§ SET TASK: List every line in the entries below that contains the string "woman", matching case exactly.

§ DATASET RECORDS:
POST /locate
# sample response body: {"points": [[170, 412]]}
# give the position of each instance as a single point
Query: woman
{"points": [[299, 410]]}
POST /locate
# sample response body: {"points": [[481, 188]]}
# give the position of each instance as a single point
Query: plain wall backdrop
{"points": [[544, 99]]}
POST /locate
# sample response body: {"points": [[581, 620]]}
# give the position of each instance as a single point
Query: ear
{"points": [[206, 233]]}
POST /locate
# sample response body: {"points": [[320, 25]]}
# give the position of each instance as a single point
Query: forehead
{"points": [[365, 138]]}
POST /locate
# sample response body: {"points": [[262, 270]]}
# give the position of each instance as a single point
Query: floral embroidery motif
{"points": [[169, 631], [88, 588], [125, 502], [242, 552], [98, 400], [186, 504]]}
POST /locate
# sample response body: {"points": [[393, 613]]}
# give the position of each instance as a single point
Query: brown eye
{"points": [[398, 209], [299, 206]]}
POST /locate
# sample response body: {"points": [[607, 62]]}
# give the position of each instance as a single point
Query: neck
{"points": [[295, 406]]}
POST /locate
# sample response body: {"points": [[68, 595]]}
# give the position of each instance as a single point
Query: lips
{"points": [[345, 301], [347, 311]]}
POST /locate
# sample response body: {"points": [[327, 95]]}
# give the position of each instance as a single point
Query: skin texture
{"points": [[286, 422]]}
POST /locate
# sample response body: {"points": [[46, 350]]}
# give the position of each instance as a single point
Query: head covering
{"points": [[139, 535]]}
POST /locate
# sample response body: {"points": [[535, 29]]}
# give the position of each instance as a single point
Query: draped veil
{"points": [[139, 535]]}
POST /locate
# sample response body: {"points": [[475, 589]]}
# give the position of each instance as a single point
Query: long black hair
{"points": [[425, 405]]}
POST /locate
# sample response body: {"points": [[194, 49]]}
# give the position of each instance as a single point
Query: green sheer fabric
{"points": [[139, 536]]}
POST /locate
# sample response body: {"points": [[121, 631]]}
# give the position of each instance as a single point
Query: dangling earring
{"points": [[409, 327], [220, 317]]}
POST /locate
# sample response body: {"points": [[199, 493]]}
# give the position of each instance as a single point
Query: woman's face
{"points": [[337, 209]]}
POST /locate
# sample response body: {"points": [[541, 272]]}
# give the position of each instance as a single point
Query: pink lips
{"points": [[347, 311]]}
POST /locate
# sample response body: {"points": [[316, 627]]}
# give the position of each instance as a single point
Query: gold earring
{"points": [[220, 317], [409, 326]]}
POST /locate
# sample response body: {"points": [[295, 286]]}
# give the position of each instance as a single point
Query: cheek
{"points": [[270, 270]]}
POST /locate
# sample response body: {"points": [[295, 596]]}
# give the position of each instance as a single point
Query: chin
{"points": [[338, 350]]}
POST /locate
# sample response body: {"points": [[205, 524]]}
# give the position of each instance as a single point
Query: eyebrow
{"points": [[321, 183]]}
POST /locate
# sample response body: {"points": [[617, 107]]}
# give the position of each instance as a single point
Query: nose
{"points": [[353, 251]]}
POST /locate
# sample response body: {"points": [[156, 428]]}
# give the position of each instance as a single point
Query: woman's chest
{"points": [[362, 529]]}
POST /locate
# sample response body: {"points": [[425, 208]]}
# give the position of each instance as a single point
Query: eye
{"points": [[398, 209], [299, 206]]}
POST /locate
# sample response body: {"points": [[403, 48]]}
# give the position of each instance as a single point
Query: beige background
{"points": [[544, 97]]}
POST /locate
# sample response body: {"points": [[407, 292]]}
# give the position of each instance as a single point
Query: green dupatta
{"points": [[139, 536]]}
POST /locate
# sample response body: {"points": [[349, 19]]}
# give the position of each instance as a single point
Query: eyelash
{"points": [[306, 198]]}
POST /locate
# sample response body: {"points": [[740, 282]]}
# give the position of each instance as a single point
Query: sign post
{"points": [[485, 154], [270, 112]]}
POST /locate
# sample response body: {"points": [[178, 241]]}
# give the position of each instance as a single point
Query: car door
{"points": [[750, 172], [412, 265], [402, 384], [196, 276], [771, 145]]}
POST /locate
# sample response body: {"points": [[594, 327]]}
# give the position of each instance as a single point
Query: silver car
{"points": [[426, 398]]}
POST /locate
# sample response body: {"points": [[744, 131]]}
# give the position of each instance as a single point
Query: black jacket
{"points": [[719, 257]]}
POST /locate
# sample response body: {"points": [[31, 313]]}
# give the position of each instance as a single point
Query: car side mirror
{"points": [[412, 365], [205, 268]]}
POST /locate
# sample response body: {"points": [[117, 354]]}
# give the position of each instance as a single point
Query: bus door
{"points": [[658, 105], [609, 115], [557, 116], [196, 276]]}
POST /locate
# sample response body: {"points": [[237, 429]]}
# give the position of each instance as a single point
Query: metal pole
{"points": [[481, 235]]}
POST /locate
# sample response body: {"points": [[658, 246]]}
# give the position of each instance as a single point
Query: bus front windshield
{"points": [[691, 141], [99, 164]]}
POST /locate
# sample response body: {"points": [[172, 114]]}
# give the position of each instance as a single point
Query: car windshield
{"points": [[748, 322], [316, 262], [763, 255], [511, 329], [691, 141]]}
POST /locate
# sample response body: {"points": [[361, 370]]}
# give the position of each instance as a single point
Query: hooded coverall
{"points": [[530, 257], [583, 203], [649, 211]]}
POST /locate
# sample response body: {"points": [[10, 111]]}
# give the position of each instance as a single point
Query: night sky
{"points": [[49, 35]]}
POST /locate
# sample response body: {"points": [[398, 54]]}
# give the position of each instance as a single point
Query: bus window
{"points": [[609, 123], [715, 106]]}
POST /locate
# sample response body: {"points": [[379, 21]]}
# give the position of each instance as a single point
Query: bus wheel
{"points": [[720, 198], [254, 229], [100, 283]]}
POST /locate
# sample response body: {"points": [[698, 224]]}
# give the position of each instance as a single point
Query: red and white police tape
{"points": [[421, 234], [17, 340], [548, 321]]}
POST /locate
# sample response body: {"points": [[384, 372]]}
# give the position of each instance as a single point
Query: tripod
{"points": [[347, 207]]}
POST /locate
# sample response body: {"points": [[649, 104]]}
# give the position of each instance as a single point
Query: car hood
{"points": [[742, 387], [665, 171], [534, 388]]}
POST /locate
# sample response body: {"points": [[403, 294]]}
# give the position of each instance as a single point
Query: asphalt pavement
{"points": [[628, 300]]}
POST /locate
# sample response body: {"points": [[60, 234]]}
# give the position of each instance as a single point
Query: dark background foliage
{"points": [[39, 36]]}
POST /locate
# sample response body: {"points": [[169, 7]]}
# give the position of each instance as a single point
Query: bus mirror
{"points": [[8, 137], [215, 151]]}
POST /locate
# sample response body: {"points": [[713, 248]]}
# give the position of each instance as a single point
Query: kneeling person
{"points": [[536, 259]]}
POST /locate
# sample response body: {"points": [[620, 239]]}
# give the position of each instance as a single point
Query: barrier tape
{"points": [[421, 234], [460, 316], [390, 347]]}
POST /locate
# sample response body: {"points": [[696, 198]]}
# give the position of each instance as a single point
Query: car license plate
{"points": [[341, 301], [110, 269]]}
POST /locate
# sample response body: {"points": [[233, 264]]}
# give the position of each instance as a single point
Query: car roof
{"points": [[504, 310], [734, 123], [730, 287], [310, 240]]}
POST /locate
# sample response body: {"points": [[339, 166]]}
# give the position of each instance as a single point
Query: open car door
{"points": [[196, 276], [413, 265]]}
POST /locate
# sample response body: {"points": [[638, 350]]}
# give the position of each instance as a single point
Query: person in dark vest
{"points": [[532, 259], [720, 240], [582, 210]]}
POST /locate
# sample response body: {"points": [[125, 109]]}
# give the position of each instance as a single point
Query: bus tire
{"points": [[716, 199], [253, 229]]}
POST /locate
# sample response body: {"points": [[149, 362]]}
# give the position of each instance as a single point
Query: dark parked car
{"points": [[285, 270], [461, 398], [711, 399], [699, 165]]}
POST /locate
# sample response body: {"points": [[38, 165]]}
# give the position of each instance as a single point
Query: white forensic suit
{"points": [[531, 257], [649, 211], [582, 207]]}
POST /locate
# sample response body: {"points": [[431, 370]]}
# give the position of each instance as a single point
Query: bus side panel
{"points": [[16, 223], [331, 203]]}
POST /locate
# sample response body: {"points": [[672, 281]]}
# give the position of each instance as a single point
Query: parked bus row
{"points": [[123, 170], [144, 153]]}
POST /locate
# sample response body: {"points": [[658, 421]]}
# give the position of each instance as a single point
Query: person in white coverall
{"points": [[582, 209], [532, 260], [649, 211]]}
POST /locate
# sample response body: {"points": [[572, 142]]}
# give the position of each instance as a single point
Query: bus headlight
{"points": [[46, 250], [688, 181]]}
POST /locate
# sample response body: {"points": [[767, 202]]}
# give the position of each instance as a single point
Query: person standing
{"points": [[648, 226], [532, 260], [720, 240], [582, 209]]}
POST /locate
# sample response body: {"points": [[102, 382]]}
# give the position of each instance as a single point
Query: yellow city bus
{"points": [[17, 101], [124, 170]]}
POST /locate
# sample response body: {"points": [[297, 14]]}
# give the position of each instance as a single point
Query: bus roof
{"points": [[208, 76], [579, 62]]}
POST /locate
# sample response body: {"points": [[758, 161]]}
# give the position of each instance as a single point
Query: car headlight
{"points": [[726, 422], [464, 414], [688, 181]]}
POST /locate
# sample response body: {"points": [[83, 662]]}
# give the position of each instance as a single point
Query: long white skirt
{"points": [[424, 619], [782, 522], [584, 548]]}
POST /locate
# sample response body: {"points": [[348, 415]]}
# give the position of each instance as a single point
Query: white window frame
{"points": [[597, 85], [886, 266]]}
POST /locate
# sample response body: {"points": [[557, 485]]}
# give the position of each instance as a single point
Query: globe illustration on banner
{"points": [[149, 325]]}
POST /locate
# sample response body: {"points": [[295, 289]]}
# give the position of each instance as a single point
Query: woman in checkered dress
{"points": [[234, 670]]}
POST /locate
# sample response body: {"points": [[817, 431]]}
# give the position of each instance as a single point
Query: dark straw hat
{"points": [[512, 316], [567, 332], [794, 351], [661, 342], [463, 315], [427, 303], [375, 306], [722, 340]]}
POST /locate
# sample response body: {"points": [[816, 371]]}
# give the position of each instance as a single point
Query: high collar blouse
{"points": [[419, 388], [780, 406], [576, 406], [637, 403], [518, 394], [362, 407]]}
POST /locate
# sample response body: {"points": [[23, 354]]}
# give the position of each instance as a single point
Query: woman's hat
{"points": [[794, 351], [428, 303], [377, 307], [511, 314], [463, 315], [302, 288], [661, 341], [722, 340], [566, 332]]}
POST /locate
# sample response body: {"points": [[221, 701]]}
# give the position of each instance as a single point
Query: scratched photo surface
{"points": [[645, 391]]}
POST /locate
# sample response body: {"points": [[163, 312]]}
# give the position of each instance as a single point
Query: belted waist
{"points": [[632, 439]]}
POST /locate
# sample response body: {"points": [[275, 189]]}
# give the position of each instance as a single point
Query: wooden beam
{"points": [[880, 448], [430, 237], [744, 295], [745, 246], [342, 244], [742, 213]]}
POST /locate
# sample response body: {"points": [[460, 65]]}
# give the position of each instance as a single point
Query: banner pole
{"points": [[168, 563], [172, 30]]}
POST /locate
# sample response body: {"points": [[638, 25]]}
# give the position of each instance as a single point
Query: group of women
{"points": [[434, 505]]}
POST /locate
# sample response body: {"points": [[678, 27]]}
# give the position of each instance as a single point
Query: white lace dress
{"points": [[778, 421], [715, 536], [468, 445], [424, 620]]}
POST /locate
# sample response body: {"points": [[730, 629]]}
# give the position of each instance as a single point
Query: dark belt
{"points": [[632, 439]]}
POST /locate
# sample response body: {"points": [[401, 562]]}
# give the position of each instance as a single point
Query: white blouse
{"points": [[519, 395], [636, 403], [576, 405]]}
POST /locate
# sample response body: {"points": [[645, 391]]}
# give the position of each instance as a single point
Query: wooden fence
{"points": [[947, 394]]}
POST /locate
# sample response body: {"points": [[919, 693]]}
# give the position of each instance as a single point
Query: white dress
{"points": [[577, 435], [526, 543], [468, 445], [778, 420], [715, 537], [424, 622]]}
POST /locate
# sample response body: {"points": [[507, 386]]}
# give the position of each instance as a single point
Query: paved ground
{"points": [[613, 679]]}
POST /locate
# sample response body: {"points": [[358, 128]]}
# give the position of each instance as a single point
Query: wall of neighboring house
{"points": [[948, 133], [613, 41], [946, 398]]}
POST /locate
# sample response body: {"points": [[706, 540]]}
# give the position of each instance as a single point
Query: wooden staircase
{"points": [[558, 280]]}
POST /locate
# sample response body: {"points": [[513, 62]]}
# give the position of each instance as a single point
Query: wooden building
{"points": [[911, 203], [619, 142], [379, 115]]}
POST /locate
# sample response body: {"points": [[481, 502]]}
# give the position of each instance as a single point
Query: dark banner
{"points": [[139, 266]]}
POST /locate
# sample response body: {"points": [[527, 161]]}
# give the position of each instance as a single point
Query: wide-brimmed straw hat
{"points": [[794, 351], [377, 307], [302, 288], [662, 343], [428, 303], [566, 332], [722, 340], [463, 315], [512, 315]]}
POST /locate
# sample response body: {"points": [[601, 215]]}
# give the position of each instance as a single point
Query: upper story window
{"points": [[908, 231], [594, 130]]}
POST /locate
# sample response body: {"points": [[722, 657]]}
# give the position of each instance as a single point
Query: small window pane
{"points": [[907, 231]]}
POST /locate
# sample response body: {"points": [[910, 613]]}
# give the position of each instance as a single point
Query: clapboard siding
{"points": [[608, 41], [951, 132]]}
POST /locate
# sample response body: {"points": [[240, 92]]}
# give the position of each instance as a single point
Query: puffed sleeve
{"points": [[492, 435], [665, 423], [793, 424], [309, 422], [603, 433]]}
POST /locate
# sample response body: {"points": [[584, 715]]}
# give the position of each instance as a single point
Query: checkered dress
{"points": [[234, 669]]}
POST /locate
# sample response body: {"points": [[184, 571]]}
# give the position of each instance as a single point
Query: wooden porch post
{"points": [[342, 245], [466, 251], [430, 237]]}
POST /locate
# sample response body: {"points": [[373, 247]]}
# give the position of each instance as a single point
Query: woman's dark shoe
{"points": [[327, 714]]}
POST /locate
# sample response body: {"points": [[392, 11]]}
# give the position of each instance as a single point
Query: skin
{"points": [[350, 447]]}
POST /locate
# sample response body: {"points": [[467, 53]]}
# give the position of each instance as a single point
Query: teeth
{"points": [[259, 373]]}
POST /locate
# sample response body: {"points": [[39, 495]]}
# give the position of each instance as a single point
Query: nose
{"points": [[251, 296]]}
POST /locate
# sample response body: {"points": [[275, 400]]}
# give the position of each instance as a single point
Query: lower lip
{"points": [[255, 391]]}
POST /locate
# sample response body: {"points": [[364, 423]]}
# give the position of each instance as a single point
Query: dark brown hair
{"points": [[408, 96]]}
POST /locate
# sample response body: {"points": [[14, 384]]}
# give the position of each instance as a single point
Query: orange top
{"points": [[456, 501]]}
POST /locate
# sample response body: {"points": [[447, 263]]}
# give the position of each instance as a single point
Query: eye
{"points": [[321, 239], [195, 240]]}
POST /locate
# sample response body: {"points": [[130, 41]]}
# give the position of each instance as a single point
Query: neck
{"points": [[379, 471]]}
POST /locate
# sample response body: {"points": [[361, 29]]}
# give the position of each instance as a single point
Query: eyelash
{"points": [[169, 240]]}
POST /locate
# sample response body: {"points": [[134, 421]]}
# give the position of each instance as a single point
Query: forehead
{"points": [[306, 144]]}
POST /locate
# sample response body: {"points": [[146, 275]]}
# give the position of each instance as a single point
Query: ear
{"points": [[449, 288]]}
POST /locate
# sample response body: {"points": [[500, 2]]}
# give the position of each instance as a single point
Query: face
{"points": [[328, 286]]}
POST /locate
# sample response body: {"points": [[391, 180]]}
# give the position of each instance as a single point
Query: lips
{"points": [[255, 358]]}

§ EXERCISE RESPONSE:
Query: woman
Query: woman's face
Query: woman's chest
Query: woman in checkered dress
Query: woman's hat
Query: woman's dark shoe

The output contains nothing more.